◆ **INPUT**
-*-*-
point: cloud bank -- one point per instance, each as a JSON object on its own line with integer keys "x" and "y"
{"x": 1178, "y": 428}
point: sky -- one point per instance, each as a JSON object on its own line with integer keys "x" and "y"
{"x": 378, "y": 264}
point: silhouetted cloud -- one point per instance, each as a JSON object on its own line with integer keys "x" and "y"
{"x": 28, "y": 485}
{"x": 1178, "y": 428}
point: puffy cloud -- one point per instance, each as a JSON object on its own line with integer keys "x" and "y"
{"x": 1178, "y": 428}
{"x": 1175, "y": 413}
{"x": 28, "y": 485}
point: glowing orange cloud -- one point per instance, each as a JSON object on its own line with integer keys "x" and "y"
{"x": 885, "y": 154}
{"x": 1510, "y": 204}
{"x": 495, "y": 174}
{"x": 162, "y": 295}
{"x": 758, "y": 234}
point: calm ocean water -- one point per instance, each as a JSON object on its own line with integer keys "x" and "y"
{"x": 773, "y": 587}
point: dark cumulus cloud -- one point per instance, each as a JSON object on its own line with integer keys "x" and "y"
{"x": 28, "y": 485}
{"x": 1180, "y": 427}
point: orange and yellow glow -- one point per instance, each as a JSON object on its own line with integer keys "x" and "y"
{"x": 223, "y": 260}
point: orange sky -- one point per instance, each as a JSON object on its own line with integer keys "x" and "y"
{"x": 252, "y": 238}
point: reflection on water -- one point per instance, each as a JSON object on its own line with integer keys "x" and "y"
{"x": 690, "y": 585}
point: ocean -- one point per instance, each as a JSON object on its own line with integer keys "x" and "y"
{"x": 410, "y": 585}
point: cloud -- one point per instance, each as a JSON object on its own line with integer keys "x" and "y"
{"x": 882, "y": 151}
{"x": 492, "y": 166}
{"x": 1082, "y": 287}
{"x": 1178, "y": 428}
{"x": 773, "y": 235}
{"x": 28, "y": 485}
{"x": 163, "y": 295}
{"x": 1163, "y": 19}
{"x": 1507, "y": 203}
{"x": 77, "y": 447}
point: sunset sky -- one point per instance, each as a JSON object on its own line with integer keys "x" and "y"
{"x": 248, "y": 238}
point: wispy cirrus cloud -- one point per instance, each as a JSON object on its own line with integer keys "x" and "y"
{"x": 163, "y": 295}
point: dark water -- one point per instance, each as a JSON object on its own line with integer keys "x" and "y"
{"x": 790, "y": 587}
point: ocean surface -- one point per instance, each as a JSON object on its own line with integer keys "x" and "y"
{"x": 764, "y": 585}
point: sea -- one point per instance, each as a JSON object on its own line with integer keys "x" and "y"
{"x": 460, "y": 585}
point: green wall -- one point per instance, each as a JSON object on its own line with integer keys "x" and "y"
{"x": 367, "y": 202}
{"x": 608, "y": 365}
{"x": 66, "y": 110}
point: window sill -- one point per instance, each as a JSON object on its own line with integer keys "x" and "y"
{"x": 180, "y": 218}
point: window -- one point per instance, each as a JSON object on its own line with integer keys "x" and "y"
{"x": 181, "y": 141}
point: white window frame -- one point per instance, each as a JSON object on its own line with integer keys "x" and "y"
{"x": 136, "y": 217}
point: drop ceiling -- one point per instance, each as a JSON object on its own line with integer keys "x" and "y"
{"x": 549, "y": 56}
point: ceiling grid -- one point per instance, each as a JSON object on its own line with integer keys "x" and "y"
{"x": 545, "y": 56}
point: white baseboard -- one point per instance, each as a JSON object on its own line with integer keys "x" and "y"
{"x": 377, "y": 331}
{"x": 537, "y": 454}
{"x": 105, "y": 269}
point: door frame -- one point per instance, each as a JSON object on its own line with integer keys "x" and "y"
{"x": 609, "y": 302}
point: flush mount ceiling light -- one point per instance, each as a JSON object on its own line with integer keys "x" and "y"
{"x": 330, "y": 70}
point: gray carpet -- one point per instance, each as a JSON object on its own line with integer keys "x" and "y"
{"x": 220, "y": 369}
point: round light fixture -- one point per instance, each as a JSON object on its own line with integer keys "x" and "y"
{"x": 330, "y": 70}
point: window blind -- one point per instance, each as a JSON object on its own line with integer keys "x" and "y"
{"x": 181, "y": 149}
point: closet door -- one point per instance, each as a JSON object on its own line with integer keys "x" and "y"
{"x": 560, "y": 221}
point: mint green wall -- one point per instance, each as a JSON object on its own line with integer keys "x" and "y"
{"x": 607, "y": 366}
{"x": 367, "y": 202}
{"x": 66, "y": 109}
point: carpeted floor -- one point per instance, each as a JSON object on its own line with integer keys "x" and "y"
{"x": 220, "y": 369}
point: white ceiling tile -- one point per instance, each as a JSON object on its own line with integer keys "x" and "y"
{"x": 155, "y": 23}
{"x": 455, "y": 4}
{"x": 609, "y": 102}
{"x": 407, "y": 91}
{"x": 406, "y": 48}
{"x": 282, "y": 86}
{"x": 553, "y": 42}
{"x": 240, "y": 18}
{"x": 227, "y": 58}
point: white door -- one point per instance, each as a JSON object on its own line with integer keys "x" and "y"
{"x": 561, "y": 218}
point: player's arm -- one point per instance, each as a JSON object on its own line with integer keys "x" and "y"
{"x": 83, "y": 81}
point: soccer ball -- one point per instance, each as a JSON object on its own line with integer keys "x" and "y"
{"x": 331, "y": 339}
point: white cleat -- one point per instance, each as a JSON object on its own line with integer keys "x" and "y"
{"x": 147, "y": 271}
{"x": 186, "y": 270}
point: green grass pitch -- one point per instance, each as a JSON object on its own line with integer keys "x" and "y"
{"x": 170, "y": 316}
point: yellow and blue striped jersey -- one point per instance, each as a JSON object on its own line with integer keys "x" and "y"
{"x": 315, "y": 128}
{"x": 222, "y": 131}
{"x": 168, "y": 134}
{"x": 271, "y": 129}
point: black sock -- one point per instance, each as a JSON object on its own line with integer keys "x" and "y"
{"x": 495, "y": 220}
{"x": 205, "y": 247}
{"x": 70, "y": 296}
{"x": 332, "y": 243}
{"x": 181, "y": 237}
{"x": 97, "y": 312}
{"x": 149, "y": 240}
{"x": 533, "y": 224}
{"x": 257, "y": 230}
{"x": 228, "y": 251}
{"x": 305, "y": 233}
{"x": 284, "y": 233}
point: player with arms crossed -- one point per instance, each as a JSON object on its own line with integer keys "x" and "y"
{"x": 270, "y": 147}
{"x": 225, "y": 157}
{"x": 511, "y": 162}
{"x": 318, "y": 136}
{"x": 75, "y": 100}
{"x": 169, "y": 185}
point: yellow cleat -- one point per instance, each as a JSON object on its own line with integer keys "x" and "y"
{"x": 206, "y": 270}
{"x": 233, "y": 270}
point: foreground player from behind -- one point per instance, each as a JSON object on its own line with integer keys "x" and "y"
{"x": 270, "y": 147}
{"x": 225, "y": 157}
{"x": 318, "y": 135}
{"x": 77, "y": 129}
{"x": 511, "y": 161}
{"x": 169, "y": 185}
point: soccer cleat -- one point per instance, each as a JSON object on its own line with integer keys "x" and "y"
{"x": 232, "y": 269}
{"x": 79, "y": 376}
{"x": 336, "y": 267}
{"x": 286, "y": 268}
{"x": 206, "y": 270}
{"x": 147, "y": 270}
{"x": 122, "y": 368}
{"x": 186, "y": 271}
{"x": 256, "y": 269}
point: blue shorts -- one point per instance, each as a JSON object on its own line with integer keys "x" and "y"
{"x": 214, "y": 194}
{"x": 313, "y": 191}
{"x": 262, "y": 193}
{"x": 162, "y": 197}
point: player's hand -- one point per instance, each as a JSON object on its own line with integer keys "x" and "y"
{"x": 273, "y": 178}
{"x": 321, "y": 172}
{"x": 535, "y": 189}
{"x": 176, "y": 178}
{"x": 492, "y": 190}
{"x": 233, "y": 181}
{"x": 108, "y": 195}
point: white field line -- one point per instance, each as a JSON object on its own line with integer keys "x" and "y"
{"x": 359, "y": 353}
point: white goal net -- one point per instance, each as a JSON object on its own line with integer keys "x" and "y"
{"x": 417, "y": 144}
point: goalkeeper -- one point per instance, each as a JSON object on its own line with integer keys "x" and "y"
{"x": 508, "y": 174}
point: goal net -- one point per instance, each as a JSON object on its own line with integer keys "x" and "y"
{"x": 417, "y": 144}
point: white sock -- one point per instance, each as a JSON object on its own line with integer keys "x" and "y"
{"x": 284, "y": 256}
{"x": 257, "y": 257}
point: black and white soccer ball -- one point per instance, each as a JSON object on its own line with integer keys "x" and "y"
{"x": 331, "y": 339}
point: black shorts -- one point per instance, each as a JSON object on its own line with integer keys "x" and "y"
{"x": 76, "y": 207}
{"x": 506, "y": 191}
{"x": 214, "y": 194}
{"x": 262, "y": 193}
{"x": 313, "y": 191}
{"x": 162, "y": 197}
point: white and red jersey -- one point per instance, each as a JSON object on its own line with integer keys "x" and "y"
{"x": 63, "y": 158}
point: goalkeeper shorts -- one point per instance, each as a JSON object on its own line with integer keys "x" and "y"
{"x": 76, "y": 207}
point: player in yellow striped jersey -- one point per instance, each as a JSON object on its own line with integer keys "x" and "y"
-*-*-
◆ **SET TASK**
Starting at the line that contains "point: black shorts", retype each line through the end of the listing above and nothing else.

◆ **OUTPUT OF THE TASK**
point: black shorts -- one point per instance, each as a JSON object on its own line with integer keys "x" and "y"
{"x": 76, "y": 207}
{"x": 506, "y": 191}
{"x": 214, "y": 194}
{"x": 262, "y": 193}
{"x": 313, "y": 191}
{"x": 162, "y": 197}
point: white and red jersey -- one point per instance, each as a JSON object on its own line with integer keys "x" and "y"
{"x": 63, "y": 158}
point: goalkeeper shorts -- one point per instance, each as a JSON object on its own line with integer keys "x" and "y"
{"x": 76, "y": 207}
point: player in yellow striped jersey -- one point per instance, each as a JSON object on its own line with integer keys "x" and "y"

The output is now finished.